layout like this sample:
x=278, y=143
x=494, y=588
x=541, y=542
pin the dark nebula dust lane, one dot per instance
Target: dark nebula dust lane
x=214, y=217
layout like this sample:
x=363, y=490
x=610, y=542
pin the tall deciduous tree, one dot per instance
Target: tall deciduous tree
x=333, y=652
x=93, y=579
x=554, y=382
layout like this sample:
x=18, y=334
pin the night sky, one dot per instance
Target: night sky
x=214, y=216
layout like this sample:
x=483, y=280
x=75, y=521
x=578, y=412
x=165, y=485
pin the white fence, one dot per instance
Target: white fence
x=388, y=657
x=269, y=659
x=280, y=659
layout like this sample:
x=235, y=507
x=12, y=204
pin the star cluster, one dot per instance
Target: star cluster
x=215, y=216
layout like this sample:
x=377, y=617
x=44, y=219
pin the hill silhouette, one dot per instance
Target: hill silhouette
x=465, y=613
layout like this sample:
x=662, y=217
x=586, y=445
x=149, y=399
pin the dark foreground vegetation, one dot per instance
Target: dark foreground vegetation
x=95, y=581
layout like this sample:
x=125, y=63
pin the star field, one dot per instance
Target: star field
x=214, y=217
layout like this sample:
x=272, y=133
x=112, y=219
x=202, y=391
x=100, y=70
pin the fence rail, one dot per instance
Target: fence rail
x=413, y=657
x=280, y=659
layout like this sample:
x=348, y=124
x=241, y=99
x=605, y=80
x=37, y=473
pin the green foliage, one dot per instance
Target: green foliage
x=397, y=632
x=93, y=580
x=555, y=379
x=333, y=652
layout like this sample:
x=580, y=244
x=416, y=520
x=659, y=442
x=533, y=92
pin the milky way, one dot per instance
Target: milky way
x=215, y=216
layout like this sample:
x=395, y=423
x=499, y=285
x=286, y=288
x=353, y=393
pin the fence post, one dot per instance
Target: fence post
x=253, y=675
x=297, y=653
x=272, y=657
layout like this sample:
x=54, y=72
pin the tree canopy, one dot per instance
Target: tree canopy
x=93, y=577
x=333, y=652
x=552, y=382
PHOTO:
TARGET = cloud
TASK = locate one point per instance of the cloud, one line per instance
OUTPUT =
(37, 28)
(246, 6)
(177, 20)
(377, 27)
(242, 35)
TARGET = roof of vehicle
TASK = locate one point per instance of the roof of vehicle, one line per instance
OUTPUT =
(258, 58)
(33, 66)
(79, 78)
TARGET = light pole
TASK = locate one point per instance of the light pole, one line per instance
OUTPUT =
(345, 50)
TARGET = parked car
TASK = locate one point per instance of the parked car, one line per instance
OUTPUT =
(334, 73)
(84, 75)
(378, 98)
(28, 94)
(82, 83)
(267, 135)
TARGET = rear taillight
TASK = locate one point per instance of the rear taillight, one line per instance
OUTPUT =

**What is expected:** Set down every record above exactly as given.

**Output:**
layout like this sample:
x=278, y=143
x=494, y=588
x=541, y=542
pin the dark nebula dust lane, one dot per instance
Target: dark nebula dust lane
x=214, y=217
layout like this sample:
x=363, y=490
x=610, y=542
pin the tall deciduous tree, one dot per instance
Target: tall deciduous tree
x=333, y=652
x=93, y=579
x=554, y=382
layout like this sample:
x=18, y=334
pin the night sky, one dot per instance
Target: night sky
x=214, y=216
layout like this sample:
x=483, y=280
x=75, y=521
x=578, y=412
x=165, y=485
pin the white fence, one dot per instance
Target: white fence
x=388, y=657
x=269, y=659
x=280, y=659
layout like this sample:
x=235, y=507
x=12, y=204
pin the star cluster, one dot per instance
Target: star cluster
x=215, y=216
layout like this sample:
x=377, y=617
x=44, y=219
pin the hill silhouette, one dot per instance
Target: hill silhouette
x=465, y=613
layout like this sample:
x=662, y=217
x=586, y=445
x=149, y=399
pin the dark foreground vegetation, one dot per instance
Target: dark foreground vegetation
x=95, y=581
layout like this sample:
x=125, y=63
pin the star field, one dot per instance
Target: star field
x=214, y=217
layout like this sample:
x=272, y=133
x=112, y=219
x=202, y=391
x=100, y=70
pin the fence rail, one dot per instance
Target: fence rail
x=413, y=657
x=280, y=659
layout like this sample:
x=348, y=124
x=241, y=99
x=605, y=80
x=37, y=473
pin the green foliage, one dot per instance
Target: green foliage
x=397, y=632
x=93, y=580
x=555, y=379
x=333, y=652
layout like this sample:
x=580, y=244
x=416, y=520
x=659, y=442
x=533, y=92
pin the milky way, one dot per instance
Target: milky way
x=215, y=216
layout like this sample:
x=395, y=423
x=499, y=285
x=286, y=288
x=353, y=393
pin the fence post, one dot per instance
Target: fence post
x=253, y=675
x=297, y=653
x=272, y=657
layout like this sample:
x=54, y=72
pin the tree canopy, one dot per instance
Target: tree canopy
x=93, y=577
x=333, y=652
x=552, y=382
PHOTO:
TARGET = cloud
TASK = locate one point per instance of the cloud, one line per instance
OUTPUT =
(37, 28)
(246, 6)
(177, 20)
(377, 27)
(242, 35)
TARGET = roof of vehicle
TASK = locate one point per instance of the roof of vehicle, one line per instance
OUTPUT =
(258, 58)
(33, 66)
(79, 78)
TARGET = light pole
TASK = locate one point per instance of the light pole, one line per instance
OUTPUT =
(345, 50)
TARGET = parked car
TASK = locate one point per instance of the parked car, one line per instance
OUTPUT =
(334, 73)
(84, 75)
(378, 98)
(28, 94)
(82, 83)
(267, 135)
TARGET = rear taillight
TASK = locate one point per instance of the rear taillight, one line per instance
OUTPUT =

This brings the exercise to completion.